MATERIALE DEL COMPITO »
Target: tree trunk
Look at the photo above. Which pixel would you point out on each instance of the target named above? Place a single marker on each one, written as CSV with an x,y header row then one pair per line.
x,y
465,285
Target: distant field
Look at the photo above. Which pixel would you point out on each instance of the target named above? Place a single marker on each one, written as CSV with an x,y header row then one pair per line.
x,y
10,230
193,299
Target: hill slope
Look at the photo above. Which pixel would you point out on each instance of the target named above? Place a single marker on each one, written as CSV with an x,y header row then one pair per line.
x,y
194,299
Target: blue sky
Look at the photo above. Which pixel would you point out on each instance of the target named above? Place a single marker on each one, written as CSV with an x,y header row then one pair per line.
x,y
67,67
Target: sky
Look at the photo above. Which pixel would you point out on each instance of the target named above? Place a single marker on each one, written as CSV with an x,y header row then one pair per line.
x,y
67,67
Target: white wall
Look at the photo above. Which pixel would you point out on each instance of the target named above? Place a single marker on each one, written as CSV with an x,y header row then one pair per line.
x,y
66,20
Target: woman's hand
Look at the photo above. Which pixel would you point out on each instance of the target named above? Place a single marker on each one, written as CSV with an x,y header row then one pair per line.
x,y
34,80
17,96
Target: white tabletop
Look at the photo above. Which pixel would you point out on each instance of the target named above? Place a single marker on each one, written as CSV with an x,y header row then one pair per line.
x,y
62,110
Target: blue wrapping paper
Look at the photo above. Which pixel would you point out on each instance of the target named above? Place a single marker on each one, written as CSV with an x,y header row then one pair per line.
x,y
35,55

---

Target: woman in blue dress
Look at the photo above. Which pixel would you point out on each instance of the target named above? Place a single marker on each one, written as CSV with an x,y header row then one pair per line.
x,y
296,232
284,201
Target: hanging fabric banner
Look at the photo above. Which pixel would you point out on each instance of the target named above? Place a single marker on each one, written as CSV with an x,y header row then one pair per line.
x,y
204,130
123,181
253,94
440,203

PROBLEMA PROPOSTO » Restituisci tutte le righe dei record in cui compare la stringa "blue", distinguendo tra maiuscole e minuscole.

RISPOSTA QUI SOTTO »
Target: blue sky
Target: blue wrapping paper
Target: woman in blue dress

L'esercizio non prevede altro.